From the line containing "the window frame" through the last line of the entries below, repeat each line word for word and leave out the rest.

* MATERIAL SHOWN
-*-
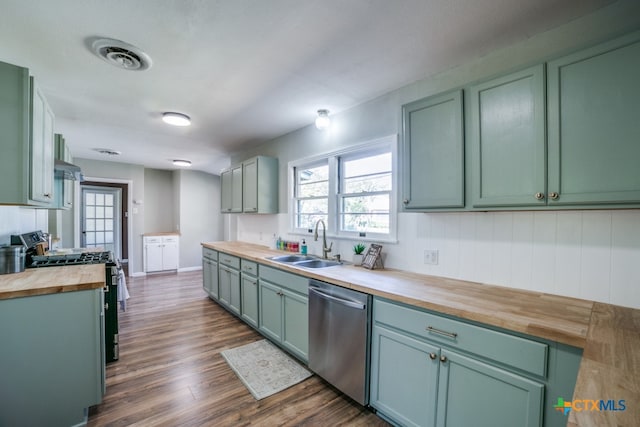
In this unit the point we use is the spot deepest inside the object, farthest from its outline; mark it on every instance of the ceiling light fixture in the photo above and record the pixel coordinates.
(178, 162)
(176, 119)
(323, 121)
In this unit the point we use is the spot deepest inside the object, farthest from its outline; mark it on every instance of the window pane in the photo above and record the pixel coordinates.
(367, 165)
(372, 223)
(309, 221)
(368, 184)
(378, 203)
(313, 189)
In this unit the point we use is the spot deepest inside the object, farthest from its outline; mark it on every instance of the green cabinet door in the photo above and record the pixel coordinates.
(594, 125)
(295, 323)
(472, 393)
(433, 152)
(404, 378)
(210, 277)
(249, 294)
(507, 140)
(270, 312)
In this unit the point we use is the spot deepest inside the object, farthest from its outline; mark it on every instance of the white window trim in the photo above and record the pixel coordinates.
(388, 142)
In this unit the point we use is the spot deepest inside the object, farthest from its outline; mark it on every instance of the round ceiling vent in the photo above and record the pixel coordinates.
(121, 54)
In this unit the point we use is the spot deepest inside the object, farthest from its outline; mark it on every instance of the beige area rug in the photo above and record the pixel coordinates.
(264, 368)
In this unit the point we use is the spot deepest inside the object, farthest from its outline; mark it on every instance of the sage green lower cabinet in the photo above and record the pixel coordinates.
(229, 287)
(51, 358)
(404, 377)
(433, 370)
(473, 393)
(284, 310)
(210, 272)
(249, 292)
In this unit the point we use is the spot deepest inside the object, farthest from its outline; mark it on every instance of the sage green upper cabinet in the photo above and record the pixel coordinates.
(433, 173)
(26, 139)
(260, 185)
(231, 193)
(594, 125)
(508, 140)
(63, 187)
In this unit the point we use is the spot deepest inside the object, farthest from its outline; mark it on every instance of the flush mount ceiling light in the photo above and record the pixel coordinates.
(108, 151)
(323, 121)
(186, 163)
(176, 119)
(121, 54)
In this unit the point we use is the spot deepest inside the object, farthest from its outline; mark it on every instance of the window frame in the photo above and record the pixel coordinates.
(368, 148)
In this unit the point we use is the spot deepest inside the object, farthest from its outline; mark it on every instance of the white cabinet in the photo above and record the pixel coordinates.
(161, 253)
(26, 138)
-*-
* REPLY TO THE EXERCISE
In this unit the point we use is the spot deepest inside the object, farthest from its outline; mark it on every instance of the window frame in the photo above and record the pixel coordinates.
(368, 148)
In this unit the point we use is the spot deepest inside the object, farthest from its outline; mark it on every instance of the white cabinet in the photo above and record the pixel coordinates.
(161, 253)
(26, 138)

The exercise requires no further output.